THE EXERCISE
According to the negotiation article below, what is the purpose of any negotiation?

------ QUOTED TEXT ------

Learn to Negotiate Like a Pro

Learn some of the building blocks of negotiation, and how leveraging tools like home warranty coverage can help you make it a win-win for everyone.

Negotiation for real estate professionals

Most people are afraid of negotiating because they do not want to lose the deal. Take the stress out of it by taking stock of yourself and your surroundings, and formulating a plan. Keep in mind that the purpose of any negotiation is to find a common ground for both parties involved. Learn some of the building blocks of negotiation, and how leveraging tools like home warranty coverage can help you make it a win-win for everyone.

Know your worth

In a competitive market that is increasingly offering flat-fee commission models, it is important to know where you stand in comparison to other real estate professionals. Identify what your competitive advantage is and what sets you apart from the pack. Experience is beneficial but numbers speak volumes: How many successful closings have you had in the past month? Knowing what your unique selling points are can help you better negotiate your commission, especially in a low-listing area or market.

------ DATASET CONTENT ------

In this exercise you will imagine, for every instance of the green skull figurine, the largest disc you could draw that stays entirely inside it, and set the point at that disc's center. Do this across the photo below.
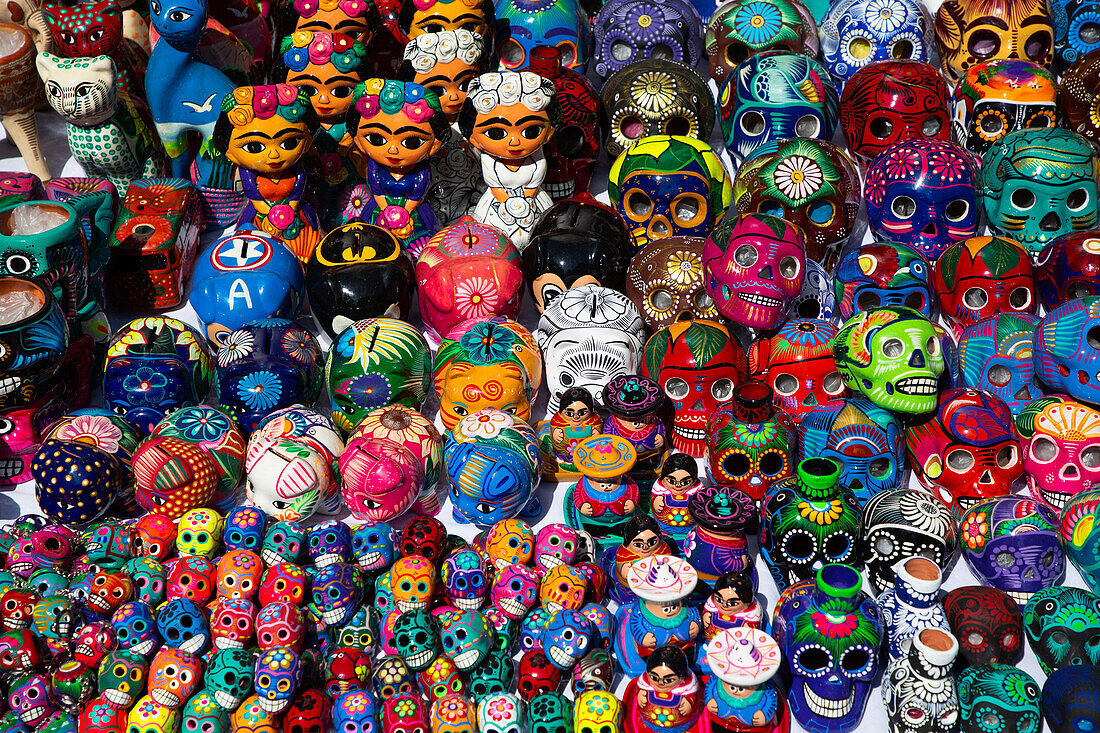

------

CORRECT RESPONSE
To find a common ground for both parties involved.